- [TRECHO DO DOCUMENTO]:

......

O manejo adotado com
os animais deve ser tranquilo, evitando que os
animais tenham movimentos bruscos que possam levá-los a se machucarem. Da mesma
forma, medidas que evitem brigas entre animais devem ser adotadas.
Finalmente, boas
práticas nutricionais devem ser adotadas para garantir o fornecimento adequado
de nutrientes aos animais, garantindo assim que tenham suas necessidades
atendidas para que possam expressar seu máximo potencial.
A IMPORTÂNCIA
DA NUTRIÇÃO
Os principais
nutrientes que interferem na saúde dos cascos incluem ácidos graxos, os
aminoácidos cistina e metionina, os minerais cálcio,
cobre, cromo, manganês, selênio e zinco, além das vitaminas A, D, E e biotina (PLUYM et al., 2013).
A adição de
aminoácidos especialmente combinados com microminerais
como cobre e silício reduzem a ocorrência e a severidade da osteocondrose.
Os microminerais zinco, manganês e ferro também estão
envolvidos neste processo (VAN RIET et al., 2013). Porcas
suplementadas com cobre durante a gestação tiveram leitegadas com lesões menos
severas de leitegadas, assim como animais em crescimento suplementados com
cobre e manganês. Altos níveis de metionina-treonina
também diminuíram a severidade das lesões (FRANTZ et
al., 2008).
Vitaminas e microminerais, além dos aminoácidos sulfurados, têm uma
importância significativa na produção e manutenção da integridade dos tecidos queratinizados, como os cascos. Pesquisas desenvolvidas na
década de 80 evidenciaram a importância da biotina na saúde dos cascos,
especialmente por participar do processo de produção da substância cementante intercelular (MÜLLING et
al., 1999). No entanto, estes mesmos estudos são contraditórios quanto ao
benefício da suplementação de biotina para leitoas em crescimento ou porcas
adultas (PLUYM et al., 2013).

......

- [MATERIAL APRESENTADO]:
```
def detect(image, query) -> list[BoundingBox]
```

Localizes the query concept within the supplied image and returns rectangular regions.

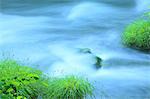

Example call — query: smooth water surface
[0,0,150,99]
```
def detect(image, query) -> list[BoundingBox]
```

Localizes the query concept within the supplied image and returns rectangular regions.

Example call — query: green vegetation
[49,76,93,99]
[0,60,93,99]
[123,20,150,52]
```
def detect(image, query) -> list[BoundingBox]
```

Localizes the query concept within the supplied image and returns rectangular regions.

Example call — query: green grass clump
[123,20,150,52]
[0,60,93,99]
[49,76,93,99]
[0,60,47,99]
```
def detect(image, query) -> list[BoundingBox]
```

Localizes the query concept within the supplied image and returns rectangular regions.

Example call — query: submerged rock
[79,48,102,69]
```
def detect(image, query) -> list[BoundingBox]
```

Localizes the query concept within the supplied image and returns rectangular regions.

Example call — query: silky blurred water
[0,0,150,99]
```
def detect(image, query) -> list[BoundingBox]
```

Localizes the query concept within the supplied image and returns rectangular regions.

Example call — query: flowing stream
[0,0,150,99]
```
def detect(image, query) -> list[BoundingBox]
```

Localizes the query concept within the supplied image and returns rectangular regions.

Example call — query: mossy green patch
[123,20,150,52]
[0,60,93,99]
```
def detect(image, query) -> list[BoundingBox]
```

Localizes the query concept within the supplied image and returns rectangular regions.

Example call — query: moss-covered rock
[123,20,150,52]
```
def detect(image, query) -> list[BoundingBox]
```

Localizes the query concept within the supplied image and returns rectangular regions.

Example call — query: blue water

......

- [TAREFAS DO EXERCÍCIO]:
[1] No trecho sobre nutrição e saúde dos cascos, quais aminoácidos aparecem entre os principais nutrientes que interferem na saúde dos cascos?
[2] Prossiga com o texto sobre nutrição e saúde dos cascos dos suínos a partir do ponto em que ele termina.

- [RESPOSTAS POR TAREFA]:
[1] A cistina e a metionina.

[2]
Os microminerais são fundamentais para a produção do tecido
córneo, não somente em termos da quantidade ingerida, mas também pela biodisponibilidade dos mesmos (VAN RIET et
al., 2013). Sua participação está relacionada com a qualidade da queratina
produzida pelos queratinócitos (TOMLINSON et al., 2004). A suplementação de zinco, cobre e manganês
complexados com aminoácidos reduziu a incidência das lesões de casco (ANIL et al., 2009; DUTRA e KRAMER, 2013) e a severidade das
mesmas (SURIYASOMBOON et al., 2010; ANIL et al., 2011; DUTRA e KRAMER, 2013). Assim, aumentar a biodisponibilidade dos nutrientes, especialmente dos microminerais, melhora seu aproveitamento e, por consequência, a integridade dos tecidos queratinizados
(BALLANTINE et al., 2002). Desta forma, garante-se a
saúde dos cascos, pré-requisito para garantir o bem-estar animal e a expressão
do máximo potencial de produção dos animais.
CONCLUSÃO
A claudicação é uma
manifestação de origem multifatorial. De um ponto de vista clínico, identificar
o problema e entender suas causas são fundamentais para sua correção e
prevenção.
A saúde dos cascos é
indispensável para o bem estar geral das matrizes e para se obter bons
desempenhos produtivos e reprodutivos.
Se não tratadas
adequadamente, as condições negativas às quais os animais são submetidos podem leva-los a claudicação e outras complicações, que incluem
perdas na performance reprodutiva e da longevidade.
Com o entendimento e
intervenção sobre os fatores que contribuem para a ocorrência de manqueira e dos processos inflamatórios espera-se melhorar
os desempenhos produtivos, reprodutivos e financeiros da produção suína.